══ Texto proporcionado
Ferrante logra exhibir las mentiras entrelazadas de todos los personajes que interactúan con esa Giovanna adolescente que todo observa, todo cuestiona, pero que también miente y se miente a sí misma. Ver como se desmorona el mundo de la infancia, observar cómo es el pasar por esa ceremonia de iniciación que promete acceder a las puertas de la juventud, implica reescribir la historia, la propia y la de los demás. Por eso la novela juega con los tiempos de la infancia de Giovanna y sus creencias y los enlaza con los momentos de los grandes descubrimientos personales.

Recorrer las páginas e ir viendo cómo van cambiando las percepciones de una niña en certezas y saberes nuevos que reestructuran su entorno incorpora a la lectura un elemento interesante. La transformación de esa niña en una adolescente perspicaz e inteligente, que va descubriendo anomalías, falacias, mentiras e inconsistencias, a la vez que desentierra secretos de familia y sentimientos profundos que mueven a la traición y a la venganza, aunque sea en el ínfimo plano familiar, es el núcleo de la trama.
════
● **Actividad A**:
Enumera los términos que, en el texto sobre la novela de Ferrante, aparecen justo después de "que va descubriendo".
● **Actividad B**:
Transcribe del texto sobre la novela de Ferrante el fragmento que va desde "Ferrante logra exhibir" hasta "grandes descubrimientos personales.", ambos incluidos.
● **Actividad C**:
Prosigue el texto sobre la novela de Ferrante a partir de su última oración.
══ Datos para analizar
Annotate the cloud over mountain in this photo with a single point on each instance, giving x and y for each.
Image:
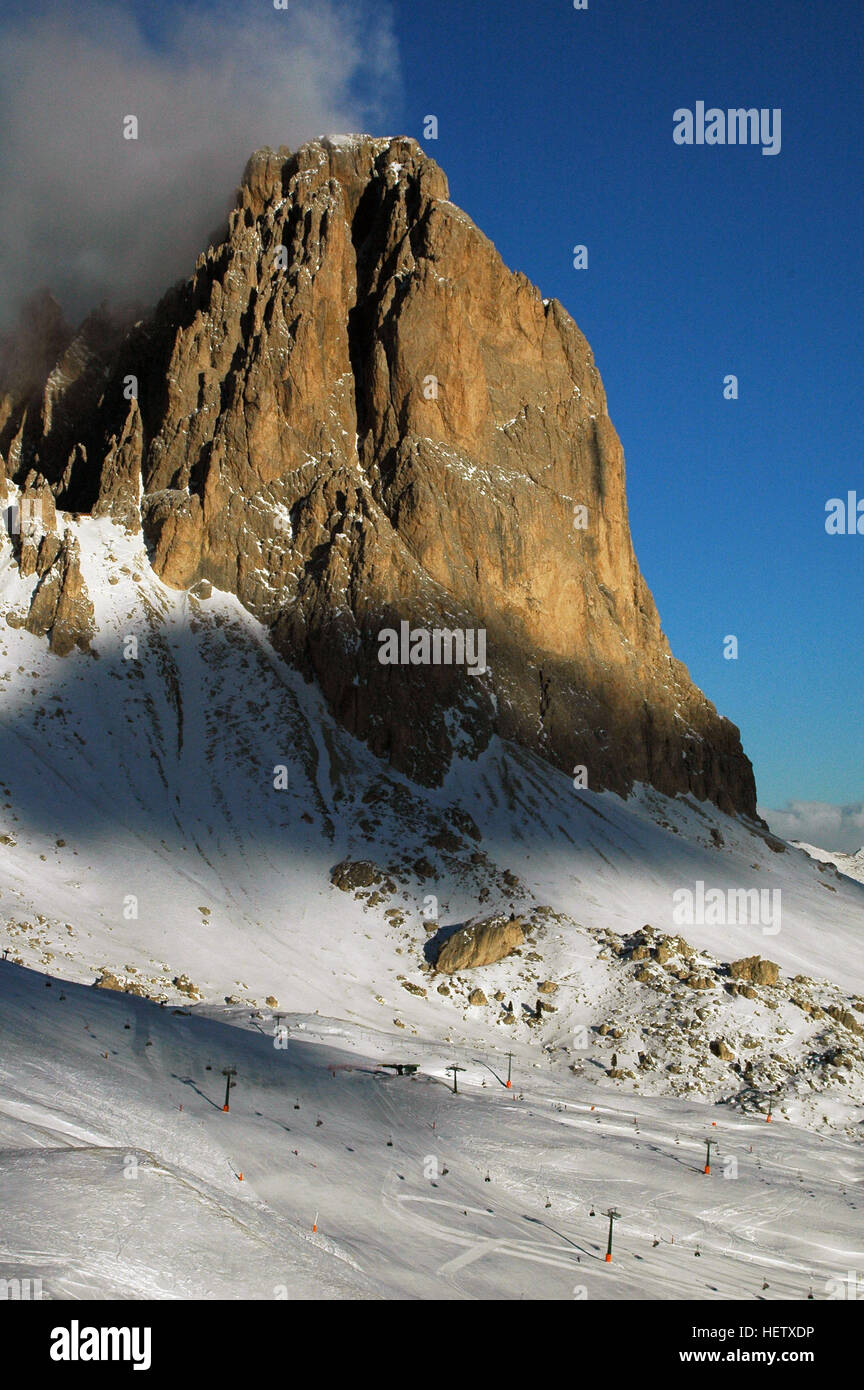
(93, 214)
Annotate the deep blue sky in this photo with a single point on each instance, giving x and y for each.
(556, 128)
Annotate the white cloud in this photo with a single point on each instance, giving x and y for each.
(820, 823)
(95, 216)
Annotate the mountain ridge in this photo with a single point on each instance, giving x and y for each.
(350, 416)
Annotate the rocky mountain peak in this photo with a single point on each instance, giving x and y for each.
(360, 421)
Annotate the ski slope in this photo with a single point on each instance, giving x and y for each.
(121, 1172)
(170, 823)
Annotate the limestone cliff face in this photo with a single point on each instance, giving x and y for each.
(353, 413)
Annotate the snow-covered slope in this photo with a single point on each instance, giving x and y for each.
(121, 1172)
(849, 865)
(172, 809)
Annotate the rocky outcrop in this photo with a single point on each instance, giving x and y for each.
(353, 414)
(754, 970)
(479, 943)
(60, 608)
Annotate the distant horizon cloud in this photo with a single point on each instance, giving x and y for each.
(93, 216)
(820, 823)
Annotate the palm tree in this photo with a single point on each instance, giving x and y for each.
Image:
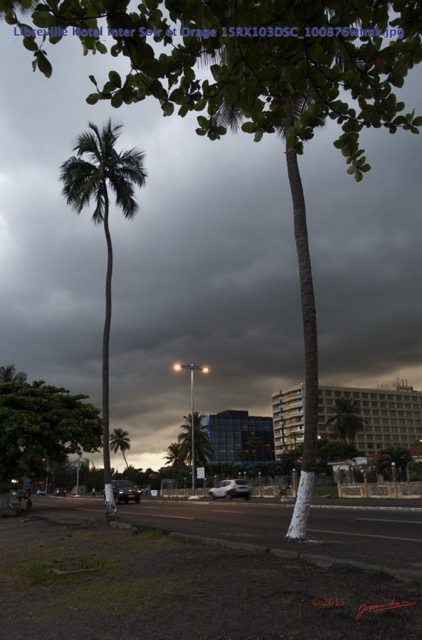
(347, 420)
(120, 441)
(203, 451)
(9, 374)
(229, 115)
(96, 168)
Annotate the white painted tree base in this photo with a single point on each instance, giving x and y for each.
(299, 522)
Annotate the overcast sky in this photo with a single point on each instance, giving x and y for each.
(207, 271)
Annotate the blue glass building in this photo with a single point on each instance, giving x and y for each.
(235, 435)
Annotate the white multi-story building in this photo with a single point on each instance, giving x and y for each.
(393, 416)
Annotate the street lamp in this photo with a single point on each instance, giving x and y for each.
(192, 368)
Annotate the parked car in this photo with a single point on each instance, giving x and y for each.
(229, 489)
(124, 490)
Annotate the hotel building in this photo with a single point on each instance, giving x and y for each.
(393, 416)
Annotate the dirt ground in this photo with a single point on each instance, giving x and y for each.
(98, 582)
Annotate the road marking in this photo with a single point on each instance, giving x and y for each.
(365, 535)
(383, 520)
(225, 511)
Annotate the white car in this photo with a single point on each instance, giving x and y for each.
(229, 489)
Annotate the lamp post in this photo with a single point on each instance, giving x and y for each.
(78, 468)
(192, 368)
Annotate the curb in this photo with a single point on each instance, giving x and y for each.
(325, 562)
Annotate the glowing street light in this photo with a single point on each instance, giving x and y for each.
(192, 368)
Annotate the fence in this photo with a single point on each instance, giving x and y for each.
(380, 490)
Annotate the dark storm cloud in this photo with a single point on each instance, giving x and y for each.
(207, 271)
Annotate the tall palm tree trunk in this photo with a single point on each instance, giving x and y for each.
(298, 524)
(111, 510)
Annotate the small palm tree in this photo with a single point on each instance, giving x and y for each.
(120, 441)
(347, 420)
(97, 168)
(9, 374)
(174, 455)
(203, 451)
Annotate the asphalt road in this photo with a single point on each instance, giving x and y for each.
(372, 535)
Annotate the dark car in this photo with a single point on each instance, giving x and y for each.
(124, 490)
════
● **Espacio de respuesta A**:
anomalías, falacias, mentiras, inconsistencias

● **Espacio de respuesta B**:
Ferrante logra exhibir las mentiras entrelazadas de todos los personajes que interactúan con esa Giovanna adolescente que todo observa, todo cuestiona, pero que también miente y se miente a sí misma. Ver como se desmorona el mundo de la infancia, observar cómo es el pasar por esa ceremonia de iniciación que promete acceder a las puertas de la juventud, implica reescribir la historia, la propia y la de los demás. Por eso la novela juega con los tiempos de la infancia de Giovanna y sus creencias y los enlaza con los momentos de los grandes descubrimientos personales.

● **Espacio de respuesta C**:
Así, el padre se enmascara como esposo amoroso, cuando tiene una relación desde hace años con la esposa de su mejor amigo. La tía Vittoria se presenta como la encarnación del mal y la fealdad, cuando solo es una mujer majadera y metiche, con limitadas herramientas intelectuales y emocionales para enfrentar su vida y moverse dentro de las vidas de los demás. Tonino se esfuerza, día con día, en controlar una sólida violencia que esconde bajo un manto de amabilidad y respeto, hasta que finalmente estalla. Giuliana oculta sus preocupaciones en el silencio y sus terrores en su gallardía y su belleza, pero no deja de perder peso y se le cae el pelo. Ida se refugia en la escritura ante su imposibilidad de enfrentarse al agravio que le significó ser la segunda hija y siempre sentirse excluida.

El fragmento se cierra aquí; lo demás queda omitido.